■ **PROBLEM REQUIREMENTS**:
Extract each line from the material below that contains the string "cart".

++++++

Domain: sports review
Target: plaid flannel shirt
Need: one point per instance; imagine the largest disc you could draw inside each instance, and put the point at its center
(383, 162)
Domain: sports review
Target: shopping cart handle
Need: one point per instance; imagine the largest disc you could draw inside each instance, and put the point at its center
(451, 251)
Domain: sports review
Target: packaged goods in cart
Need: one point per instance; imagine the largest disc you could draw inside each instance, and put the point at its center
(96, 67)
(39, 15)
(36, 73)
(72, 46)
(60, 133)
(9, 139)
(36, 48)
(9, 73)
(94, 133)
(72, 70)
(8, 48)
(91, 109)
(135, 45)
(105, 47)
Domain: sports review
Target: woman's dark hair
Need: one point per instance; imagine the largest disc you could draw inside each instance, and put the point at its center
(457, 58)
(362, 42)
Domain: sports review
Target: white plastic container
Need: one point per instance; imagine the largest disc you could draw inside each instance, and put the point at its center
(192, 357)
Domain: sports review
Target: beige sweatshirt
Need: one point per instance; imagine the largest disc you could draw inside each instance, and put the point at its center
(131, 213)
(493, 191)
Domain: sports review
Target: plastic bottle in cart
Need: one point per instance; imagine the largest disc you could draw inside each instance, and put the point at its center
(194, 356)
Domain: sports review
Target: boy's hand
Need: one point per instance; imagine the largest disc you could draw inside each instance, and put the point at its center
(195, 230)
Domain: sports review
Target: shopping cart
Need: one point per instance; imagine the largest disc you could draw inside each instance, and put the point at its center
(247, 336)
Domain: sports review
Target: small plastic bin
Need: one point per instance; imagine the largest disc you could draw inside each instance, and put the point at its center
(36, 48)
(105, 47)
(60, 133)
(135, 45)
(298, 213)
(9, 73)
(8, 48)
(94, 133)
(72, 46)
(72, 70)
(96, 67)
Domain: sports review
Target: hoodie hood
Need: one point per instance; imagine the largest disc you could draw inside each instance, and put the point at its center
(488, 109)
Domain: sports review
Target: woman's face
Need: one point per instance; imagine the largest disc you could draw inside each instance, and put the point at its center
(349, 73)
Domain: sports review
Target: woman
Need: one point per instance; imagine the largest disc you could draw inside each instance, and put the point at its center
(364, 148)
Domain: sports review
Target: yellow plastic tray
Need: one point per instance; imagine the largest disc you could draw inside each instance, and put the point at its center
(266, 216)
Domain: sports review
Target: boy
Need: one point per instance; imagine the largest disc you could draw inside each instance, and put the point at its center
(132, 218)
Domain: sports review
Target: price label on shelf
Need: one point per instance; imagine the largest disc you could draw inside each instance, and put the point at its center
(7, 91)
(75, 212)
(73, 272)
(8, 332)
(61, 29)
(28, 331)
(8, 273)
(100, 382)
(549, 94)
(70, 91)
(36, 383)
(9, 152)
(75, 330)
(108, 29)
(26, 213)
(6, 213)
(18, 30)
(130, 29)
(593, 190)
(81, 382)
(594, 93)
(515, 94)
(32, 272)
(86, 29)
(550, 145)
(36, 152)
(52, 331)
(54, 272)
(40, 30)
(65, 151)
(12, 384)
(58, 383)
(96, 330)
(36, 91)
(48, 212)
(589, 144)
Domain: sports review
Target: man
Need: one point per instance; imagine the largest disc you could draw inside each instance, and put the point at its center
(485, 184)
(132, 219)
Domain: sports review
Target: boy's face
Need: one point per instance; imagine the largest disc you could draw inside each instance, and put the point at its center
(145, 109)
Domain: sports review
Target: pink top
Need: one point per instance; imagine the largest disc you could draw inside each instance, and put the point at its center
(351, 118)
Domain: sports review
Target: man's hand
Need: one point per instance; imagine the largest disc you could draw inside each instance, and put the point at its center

++++++

■ **FULL SOLUTION**:
Target: shopping cart handle
Target: packaged goods in cart
Target: plastic bottle in cart
Target: shopping cart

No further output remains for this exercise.